[Extracted records start]

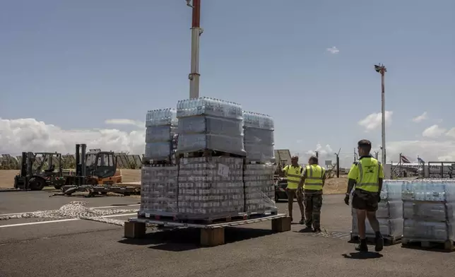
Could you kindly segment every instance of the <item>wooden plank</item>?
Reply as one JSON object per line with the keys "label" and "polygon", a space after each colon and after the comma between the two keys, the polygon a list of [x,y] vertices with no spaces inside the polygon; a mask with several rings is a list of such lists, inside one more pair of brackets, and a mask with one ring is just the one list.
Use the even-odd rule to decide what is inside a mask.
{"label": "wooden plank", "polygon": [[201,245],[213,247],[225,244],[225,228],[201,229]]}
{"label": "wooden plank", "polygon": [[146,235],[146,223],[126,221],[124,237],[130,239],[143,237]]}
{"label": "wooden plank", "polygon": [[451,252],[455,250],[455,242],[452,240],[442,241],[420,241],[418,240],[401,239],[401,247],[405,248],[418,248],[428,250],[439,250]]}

[Extracted records end]

Reproduce every line of the items verbatim, omitting the pictures from your answer.

**Finished answer**
Could you kindly segment every instance of the <item>wooden plank</item>?
Reply as one JSON object per line with the keys "label" and "polygon", a space after each colon and after the comma between the two keys, the polygon a list of [x,y] vertices with no spaces inside the polygon; a mask with several rings is a list of such lists, inside one more pair of brackets, and a mask with one ring is just the one list.
Use the even-odd rule to decide what is inside a mask.
{"label": "wooden plank", "polygon": [[201,245],[213,247],[225,244],[225,228],[201,229]]}
{"label": "wooden plank", "polygon": [[146,235],[146,223],[126,221],[124,237],[130,239],[143,237]]}
{"label": "wooden plank", "polygon": [[451,252],[455,250],[455,242],[452,240],[442,241],[420,241],[418,240],[401,239],[401,247],[405,248],[418,248],[428,250],[439,250]]}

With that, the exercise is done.